Tłumy turystów nie tylko w górach i nad morzem. Gdzie jeszcze wypoczywają Polacy?
Podczas długiego weekendu tłumy turystów pojawiły się również na Mazurach. Ruch jest taki, jak w szczycie sezonu wakacyjnego. Do kurortów przyjechało znacznie więcej osób niż w majówkę.
Turyście tłumnie przybyli na długi weekend na Mazury. Pierwszy wolny dzień wypadł w czwartek w Boże Ciało. W miejscowościach turystycznych widać pełno samochodów z rejestracjami z innych regionów Polski. Turystów jest tak wielu, jak w szczycie wakacji.
Polacy tłumnie pojechali na Mazury
- Przyjechało bardzo dużo turystów. Mamy chyba komplet w pensjonatach, hotelach i na prywatnych kwaterach. Widać to również na jeziorach. Ludzie pewnie chcą odreagować okres, gdy nie mogli wyjeżdżać - mówi burmistrz Mikołajek Piotr Jakubowski.
- Turystów przyciągnęła słoneczna pogoda - wskazuje z kolei Karol Dylewski z MOPR w Giżycku. Dobre warunki żeglarskie sprawiły, że wiele osób spędza czas na wodze. Oprócz tego żeglarze szukają dodatkowych atrakcji w długi czerwcowy weekend.
Zobacz też: Długi weekend. Najazd turystów na Pomorze. "Taniej wyszłyby Malediwy"
Na Mazurach tłumy jak w wakacje
Porty, na których czarterowały jachty, są praktycznie puste. Przepełnione są te porty, gdzie w pobliżu organizowane są koncerty i imprezy.
Eugeniusz Faryja, który od 40 lat związany jest z biznesem turystycznym, uważa, że na zmianę zachowań osób, które odpoczywają na Mazurach, wpłynęła pandemia.
Jak mówi, większość osób, które przyjechały w długi weekend na Mazury, spędza czas w gronie rodziny, a nie w większej grupie.
"Najwięcej jest rodzin, które wynajmują jachty czy motorówki i wypływają. Natomiast obłożenie na statkach pasażerskich sięga połowy miejsc" - przekazał Faryja.
Dodał on, że dużo turystów jest w Rucianem-Nidzie. Jednak ludzi więcej było przed pandemią COVID-19. Zdecydowanie więcej osób jest jednak w Mikołajkach. - Tam robi się biało od żaglówek - mówi biznesmen.
------------------------------------------------------------------------
> Cel ćwiczenia
Powtórz dosłownie fragment tekstu o turystach na Mazurach, od słów „- Turystów przyciągnęła” do słów „w większej grupie.” włącznie.

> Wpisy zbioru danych
------------------------------------------------------------------------
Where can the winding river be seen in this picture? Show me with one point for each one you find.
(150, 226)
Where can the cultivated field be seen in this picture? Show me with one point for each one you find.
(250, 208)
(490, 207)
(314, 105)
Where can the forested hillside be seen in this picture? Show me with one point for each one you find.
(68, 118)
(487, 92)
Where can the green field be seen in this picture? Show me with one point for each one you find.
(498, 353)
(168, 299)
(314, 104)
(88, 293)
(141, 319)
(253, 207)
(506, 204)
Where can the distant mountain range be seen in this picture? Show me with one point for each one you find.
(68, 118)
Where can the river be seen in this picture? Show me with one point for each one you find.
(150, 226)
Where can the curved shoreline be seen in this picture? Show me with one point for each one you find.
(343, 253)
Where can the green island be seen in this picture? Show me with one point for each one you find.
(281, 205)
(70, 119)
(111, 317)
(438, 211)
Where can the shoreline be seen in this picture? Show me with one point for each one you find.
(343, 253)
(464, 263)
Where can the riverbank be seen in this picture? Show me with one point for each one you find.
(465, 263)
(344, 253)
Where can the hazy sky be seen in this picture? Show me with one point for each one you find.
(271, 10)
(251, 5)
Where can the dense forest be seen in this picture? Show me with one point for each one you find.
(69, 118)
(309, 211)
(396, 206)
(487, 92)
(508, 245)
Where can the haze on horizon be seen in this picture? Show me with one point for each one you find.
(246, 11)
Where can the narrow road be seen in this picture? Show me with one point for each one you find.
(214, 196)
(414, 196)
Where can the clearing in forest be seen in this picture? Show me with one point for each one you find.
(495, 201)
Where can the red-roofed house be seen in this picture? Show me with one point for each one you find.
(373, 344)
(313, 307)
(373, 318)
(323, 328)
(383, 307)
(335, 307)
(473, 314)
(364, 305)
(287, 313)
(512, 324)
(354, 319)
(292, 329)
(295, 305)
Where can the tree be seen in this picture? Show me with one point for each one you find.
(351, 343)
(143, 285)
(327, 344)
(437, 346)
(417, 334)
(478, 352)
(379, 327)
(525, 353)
------------------------------------------------------------------------
> Pole odpowiedzi
- Turystów przyciągnęła słoneczna pogoda - wskazuje z kolei Karol Dylewski z MOPR w Giżycku. Dobre warunki żeglarskie sprawiły, że wiele osób spędza czas na wodze. Oprócz tego żeglarze szukają dodatkowych atrakcji w długi czerwcowy weekend.
Zobacz też: Długi weekend. Najazd turystów na Pomorze. "Taniej wyszłyby Malediwy"
Na Mazurach tłumy jak w wakacje
Porty, na których czarterowały jachty, są praktycznie puste. Przepełnione są te porty, gdzie w pobliżu organizowane są koncerty i imprezy.
Eugeniusz Faryja, który od 40 lat związany jest z biznesem turystycznym, uważa, że na zmianę zachowań osób, które odpoczywają na Mazurach, wpłynęła pandemia.
Jak mówi, większość osób, które przyjechały w długi weekend na Mazury, spędza czas w gronie rodziny, a nie w większej grupie.